--- GIVEN INFORMATION Enclosed Below ---

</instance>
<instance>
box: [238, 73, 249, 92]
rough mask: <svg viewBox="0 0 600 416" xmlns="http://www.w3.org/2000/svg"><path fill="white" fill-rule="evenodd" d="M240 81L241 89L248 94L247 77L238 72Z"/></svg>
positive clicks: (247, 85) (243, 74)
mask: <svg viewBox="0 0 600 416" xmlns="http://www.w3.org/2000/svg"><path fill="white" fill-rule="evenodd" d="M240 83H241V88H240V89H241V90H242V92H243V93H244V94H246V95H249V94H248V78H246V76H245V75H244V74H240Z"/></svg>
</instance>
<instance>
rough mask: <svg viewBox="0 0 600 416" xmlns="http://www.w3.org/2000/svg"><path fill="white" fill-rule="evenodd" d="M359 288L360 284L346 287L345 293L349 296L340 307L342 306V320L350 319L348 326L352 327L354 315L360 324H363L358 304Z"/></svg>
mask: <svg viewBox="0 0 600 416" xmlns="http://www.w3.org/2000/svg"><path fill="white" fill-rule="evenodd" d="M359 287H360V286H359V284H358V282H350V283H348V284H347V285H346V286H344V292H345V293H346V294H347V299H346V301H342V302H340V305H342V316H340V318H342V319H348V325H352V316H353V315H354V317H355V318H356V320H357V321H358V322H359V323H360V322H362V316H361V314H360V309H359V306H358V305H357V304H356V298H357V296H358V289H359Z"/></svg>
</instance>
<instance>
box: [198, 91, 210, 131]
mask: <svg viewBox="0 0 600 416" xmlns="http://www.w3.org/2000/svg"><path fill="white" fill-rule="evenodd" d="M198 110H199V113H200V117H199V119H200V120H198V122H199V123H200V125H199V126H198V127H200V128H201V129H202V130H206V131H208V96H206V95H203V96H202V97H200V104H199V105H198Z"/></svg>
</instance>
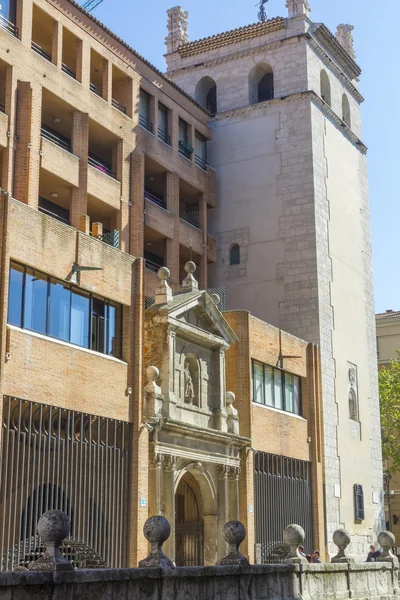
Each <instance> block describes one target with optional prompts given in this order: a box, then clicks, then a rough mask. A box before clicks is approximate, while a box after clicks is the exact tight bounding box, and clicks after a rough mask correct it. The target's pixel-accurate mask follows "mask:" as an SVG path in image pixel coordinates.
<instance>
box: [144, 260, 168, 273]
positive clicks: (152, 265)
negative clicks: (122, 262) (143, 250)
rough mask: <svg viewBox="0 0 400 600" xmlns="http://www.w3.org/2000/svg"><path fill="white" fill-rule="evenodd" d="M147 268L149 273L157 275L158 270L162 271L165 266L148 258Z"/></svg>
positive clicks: (146, 264) (147, 261) (145, 263)
mask: <svg viewBox="0 0 400 600" xmlns="http://www.w3.org/2000/svg"><path fill="white" fill-rule="evenodd" d="M145 266H146V269H147V270H148V271H151V272H152V273H155V274H157V273H158V269H161V267H163V266H164V265H161V264H158V263H156V262H153V261H152V260H149V259H148V258H146V259H145Z"/></svg>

--- End of Enclosed GIVEN INFORMATION ---

Pictures aside, write out all of the records exactly.

</instance>
<instance>
box: [238, 73, 249, 92]
rough mask: <svg viewBox="0 0 600 416" xmlns="http://www.w3.org/2000/svg"><path fill="white" fill-rule="evenodd" d="M240 81L241 89L248 94L247 77L238 72Z"/></svg>
positive clicks: (247, 85) (243, 74)
mask: <svg viewBox="0 0 600 416" xmlns="http://www.w3.org/2000/svg"><path fill="white" fill-rule="evenodd" d="M240 83H241V88H240V89H241V90H242V92H243V93H244V94H246V95H249V94H248V78H246V76H245V75H244V74H240Z"/></svg>
</instance>
<instance>
rough mask: <svg viewBox="0 0 600 416" xmlns="http://www.w3.org/2000/svg"><path fill="white" fill-rule="evenodd" d="M359 288L360 284L346 287L345 293L349 296L340 307L342 306V320L350 319L348 326L352 327L354 315L360 324H363L358 304Z"/></svg>
mask: <svg viewBox="0 0 600 416" xmlns="http://www.w3.org/2000/svg"><path fill="white" fill-rule="evenodd" d="M359 287H360V286H359V284H358V282H350V283H348V284H347V285H346V286H344V292H345V293H346V294H347V299H346V301H342V302H340V305H342V316H340V318H342V319H348V325H352V316H353V315H354V317H355V318H356V320H357V321H358V322H359V323H360V322H362V316H361V314H360V309H359V306H358V305H357V304H356V298H357V296H358V289H359Z"/></svg>
</instance>
<instance>
box: [198, 91, 210, 131]
mask: <svg viewBox="0 0 600 416" xmlns="http://www.w3.org/2000/svg"><path fill="white" fill-rule="evenodd" d="M198 110H199V113H200V117H199V119H200V120H198V122H199V123H200V125H199V126H198V127H200V128H201V129H202V130H206V131H208V96H206V95H203V96H202V97H200V104H199V105H198Z"/></svg>
</instance>
Each <instance> block describes one target with optional prompts given in this order: a box, then clicks, then a rough mask. A box before clicks is approximate, while a box after clicks is the exact tight bounding box, and clicks after a rough mask correct it. The target's pixel-accurate mask follows "mask:" as an SVG path in image pixel coordinates.
<instance>
box: [144, 260, 168, 273]
positive clicks: (152, 265)
negative clicks: (122, 262) (143, 250)
rough mask: <svg viewBox="0 0 400 600" xmlns="http://www.w3.org/2000/svg"><path fill="white" fill-rule="evenodd" d="M147 268L149 273L157 275L158 270L162 271L165 266L148 258Z"/></svg>
positive clicks: (146, 264) (147, 261) (145, 263)
mask: <svg viewBox="0 0 400 600" xmlns="http://www.w3.org/2000/svg"><path fill="white" fill-rule="evenodd" d="M145 266H146V269H147V270H148V271H151V272H152V273H155V274H157V273H158V269H161V267H163V266H164V265H161V264H158V263H156V262H153V261H152V260H149V259H148V258H146V259H145Z"/></svg>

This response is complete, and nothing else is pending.